_Set task a_
Return, unchanged, the part of the listing further down that opens with the line containing "Every instance of the concrete surface" and closes with the line containing "<point>623,515</point>".

_Extract provided_

•••••

Abstract
This introductory article presents the frame and impetus for our special issue on collective memory construction of the marginalized, disenfranchised, and dislocated in Northeast and Southeast Asia. The objective of this article is to showcase this collection as in dialogue and to draw out some of the common themes, including speaking from the margins, the gatekeepers of public memory, the geopolitics of commemoration, and the ongoing negotiation in domestic and international spaces for control of the historical narrative.
Northeast and Southeast Asia is a region ripe for exploration of the role of memory in a non-Western context. It is a region of post-colonial and post-conflict societies that have struggled with and addressed myriad issues related to transitional justice, memorialization, commemoration, and reconciliation both within borders and across them. It contains examples of both historical justice achieved and memory “wars” ongoing, mnemonic practices that are unique to their local context and those that are translatable to other countries or regions. Yet, despite the richness of this region for an excavation of these issues, the field of memory studies has yet to fully integrate Asian perspectives. With its insights and lessons, Asian studies can inform and transform the field of memory studies, including through new empirical, theoretical, and methodological approaches. Meanwhile, memory studies provides a transnational and transcultural lens to explore and intellectually expand the field of Asian studies.
Memory studies as a multidisciplinary and interdisciplinary field has developed over the past 30 years or so, engendering widespread interest across disciplines and an explosion of scholarship, originally centered in Europe but increasingly global. Over the last 5–10 years, scholars have attempted to streamline and define the field more purposefully so that scholars are engaging with a shared set of concepts, theories, and canonical texts. 1 Doing so enhances dialogue and helps to delineate the discipline of memory studies. Yet it must be accomplished with an explicit acknowledgment of how region-specific scholarship and scholars from across the world interpret the field in culturally and historically informed ways. Embracing diverseness rather than papering over differences and distinctions is paramount.
Following the work of Michael Kammen, Sierp (2021: 3) talks about four factors influencing the development of memory studies: the Holocaust and the advent of its postmemory generation, the end of the Cold War and the spread of democracy, decolonization, and technological changes leading to new forms of media. In Northeast and Southeast Asia, the third wave of democratization, the end of the Cold War, and the 50th anniversary of the end of the Pacific theater of World War II, in particular, led to expanding opportunities for public memory reflection and (re)configuration. 2 Heritage tourism gained prominence, 3 including so-called “dark tourism.” 4 The practice of new public memory construction by state and non-state actors was followed by scholarly explorations of these initiatives. Historians also took agency in these endeavors as they unearthed documents in colonial and wartime archives, some newly declassified, and pursued oral histories that actively contributed to public memory. 5 Depending on the national contexts, different debates took center stage. For example, South Korea contemplated Japanese colonization; China addressed the century of humiliation; Taiwan considered the martial law period. Historical justice emerged as a major theme that spanned these various foci, intimately intertwined with conceptions of identity, particularly national and group identities, but also the positioning of the individual within those identities.

•••••

_Set task b_
Retype word for word the part of the introduction on memory studies in Asia that opens with the words "Memory studies as" and closes with "distinctions is paramount.".

•••••

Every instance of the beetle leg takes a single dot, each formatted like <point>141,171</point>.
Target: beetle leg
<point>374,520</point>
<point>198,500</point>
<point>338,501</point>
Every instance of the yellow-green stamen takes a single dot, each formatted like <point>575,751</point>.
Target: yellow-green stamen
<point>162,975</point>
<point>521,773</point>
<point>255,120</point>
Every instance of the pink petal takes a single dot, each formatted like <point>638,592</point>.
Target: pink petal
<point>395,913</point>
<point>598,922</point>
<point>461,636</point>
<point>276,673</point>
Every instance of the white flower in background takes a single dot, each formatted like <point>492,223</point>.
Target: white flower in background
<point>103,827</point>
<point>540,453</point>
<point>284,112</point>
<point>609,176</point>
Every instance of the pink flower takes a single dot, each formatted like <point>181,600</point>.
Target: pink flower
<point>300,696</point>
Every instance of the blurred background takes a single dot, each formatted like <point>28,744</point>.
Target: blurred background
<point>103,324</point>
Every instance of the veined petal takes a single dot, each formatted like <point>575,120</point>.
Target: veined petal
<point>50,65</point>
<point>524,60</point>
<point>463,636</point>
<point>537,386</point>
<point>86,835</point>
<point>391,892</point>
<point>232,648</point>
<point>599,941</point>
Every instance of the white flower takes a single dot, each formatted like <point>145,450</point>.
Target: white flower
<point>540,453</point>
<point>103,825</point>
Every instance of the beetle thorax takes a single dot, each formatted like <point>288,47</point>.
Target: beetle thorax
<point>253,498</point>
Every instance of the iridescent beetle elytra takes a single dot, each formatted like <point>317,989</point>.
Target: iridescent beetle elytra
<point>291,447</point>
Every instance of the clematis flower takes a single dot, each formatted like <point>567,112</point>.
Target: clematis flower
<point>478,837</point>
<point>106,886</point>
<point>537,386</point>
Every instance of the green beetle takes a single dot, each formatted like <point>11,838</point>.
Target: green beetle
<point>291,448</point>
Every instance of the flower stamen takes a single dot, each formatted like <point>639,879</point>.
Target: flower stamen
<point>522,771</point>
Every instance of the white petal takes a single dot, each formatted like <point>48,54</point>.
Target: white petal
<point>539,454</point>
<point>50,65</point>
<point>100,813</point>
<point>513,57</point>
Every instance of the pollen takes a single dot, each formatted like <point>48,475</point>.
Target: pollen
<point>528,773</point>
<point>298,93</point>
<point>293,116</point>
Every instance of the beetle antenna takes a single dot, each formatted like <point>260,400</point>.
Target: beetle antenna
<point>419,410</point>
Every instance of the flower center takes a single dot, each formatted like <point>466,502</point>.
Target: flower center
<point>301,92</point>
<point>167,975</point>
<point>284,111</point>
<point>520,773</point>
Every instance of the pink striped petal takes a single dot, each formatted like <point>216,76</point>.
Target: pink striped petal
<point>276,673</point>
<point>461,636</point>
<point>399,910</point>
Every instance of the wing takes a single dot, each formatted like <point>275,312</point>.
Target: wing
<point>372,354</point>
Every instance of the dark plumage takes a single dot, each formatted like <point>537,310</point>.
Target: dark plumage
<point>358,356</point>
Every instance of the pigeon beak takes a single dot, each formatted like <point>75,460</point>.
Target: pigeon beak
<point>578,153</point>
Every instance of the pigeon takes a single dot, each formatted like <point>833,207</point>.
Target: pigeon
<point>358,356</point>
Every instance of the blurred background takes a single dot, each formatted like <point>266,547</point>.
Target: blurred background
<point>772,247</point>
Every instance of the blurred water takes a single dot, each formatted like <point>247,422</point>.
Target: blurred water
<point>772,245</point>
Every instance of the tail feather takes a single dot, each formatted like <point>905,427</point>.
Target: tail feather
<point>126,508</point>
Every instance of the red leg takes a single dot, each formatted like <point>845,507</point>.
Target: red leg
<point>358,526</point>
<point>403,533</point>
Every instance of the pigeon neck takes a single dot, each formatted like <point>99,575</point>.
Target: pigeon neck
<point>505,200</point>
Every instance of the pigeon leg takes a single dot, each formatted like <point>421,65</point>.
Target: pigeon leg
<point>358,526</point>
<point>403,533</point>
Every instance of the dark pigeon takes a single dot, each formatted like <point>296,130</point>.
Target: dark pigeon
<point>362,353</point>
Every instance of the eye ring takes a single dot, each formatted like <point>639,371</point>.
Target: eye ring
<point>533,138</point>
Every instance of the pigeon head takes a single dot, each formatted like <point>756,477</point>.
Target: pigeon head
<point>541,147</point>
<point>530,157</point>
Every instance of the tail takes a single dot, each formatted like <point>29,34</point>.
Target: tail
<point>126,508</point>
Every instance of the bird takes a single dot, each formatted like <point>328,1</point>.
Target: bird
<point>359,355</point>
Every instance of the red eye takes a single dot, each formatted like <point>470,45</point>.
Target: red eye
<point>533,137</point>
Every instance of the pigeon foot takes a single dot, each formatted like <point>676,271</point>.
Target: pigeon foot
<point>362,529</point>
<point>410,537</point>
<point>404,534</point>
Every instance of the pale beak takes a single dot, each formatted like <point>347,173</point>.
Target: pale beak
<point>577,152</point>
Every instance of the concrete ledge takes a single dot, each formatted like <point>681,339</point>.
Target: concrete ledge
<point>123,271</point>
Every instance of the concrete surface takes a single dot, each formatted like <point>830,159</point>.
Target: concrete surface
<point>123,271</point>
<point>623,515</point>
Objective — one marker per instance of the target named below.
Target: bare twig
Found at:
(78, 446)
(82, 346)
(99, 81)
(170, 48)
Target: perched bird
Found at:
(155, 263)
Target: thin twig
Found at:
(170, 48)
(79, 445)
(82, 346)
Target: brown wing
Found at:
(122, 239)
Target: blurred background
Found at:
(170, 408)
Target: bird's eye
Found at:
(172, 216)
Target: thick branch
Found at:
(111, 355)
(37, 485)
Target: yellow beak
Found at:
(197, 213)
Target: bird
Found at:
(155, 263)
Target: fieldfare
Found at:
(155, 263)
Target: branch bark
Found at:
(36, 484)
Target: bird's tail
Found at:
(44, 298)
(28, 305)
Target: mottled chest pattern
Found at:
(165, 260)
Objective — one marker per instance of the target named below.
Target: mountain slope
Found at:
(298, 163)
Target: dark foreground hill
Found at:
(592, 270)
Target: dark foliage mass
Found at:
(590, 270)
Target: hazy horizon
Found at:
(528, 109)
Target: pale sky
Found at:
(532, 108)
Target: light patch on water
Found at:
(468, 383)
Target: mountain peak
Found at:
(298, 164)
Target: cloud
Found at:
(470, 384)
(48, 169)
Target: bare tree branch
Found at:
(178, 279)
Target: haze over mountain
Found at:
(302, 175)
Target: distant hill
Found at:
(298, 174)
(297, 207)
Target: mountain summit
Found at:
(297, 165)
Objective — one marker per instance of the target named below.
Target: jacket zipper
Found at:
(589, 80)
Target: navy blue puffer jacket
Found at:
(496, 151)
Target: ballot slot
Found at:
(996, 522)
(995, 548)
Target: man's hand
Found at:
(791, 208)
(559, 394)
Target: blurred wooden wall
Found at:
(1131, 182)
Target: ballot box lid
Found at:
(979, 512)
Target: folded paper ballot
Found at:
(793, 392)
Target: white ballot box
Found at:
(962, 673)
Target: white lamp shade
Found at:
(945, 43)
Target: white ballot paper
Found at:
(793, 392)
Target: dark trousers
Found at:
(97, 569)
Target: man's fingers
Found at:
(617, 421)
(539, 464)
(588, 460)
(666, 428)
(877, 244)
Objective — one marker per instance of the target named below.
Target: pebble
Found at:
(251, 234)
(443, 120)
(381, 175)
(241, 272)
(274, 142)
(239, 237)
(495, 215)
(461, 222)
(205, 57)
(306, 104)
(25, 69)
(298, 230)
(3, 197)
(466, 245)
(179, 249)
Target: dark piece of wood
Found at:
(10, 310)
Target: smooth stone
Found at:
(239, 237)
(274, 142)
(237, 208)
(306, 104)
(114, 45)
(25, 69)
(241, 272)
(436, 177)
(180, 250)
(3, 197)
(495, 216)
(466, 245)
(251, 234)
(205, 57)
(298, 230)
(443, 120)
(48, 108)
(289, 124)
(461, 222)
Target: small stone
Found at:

•••••

_Complete response a_
Every instance of the concrete surface takes a single dot, each formatted like <point>830,159</point>.
Target: concrete surface
<point>123,271</point>
<point>623,515</point>

_Complete response b_
Memory studies as a multidisciplinary and interdisciplinary field has developed over the past 30 years or so, engendering widespread interest across disciplines and an explosion of scholarship, originally centered in Europe but increasingly global. Over the last 5–10 years, scholars have attempted to streamline and define the field more purposefully so that scholars are engaging with a shared set of concepts, theories, and canonical texts. 1 Doing so enhances dialogue and helps to delineate the discipline of memory studies. Yet it must be accomplished with an explicit acknowledgment of how region-specific scholarship and scholars from across the world interpret the field in culturally and historically informed ways. Embracing diverseness rather than papering over differences and distinctions is paramount.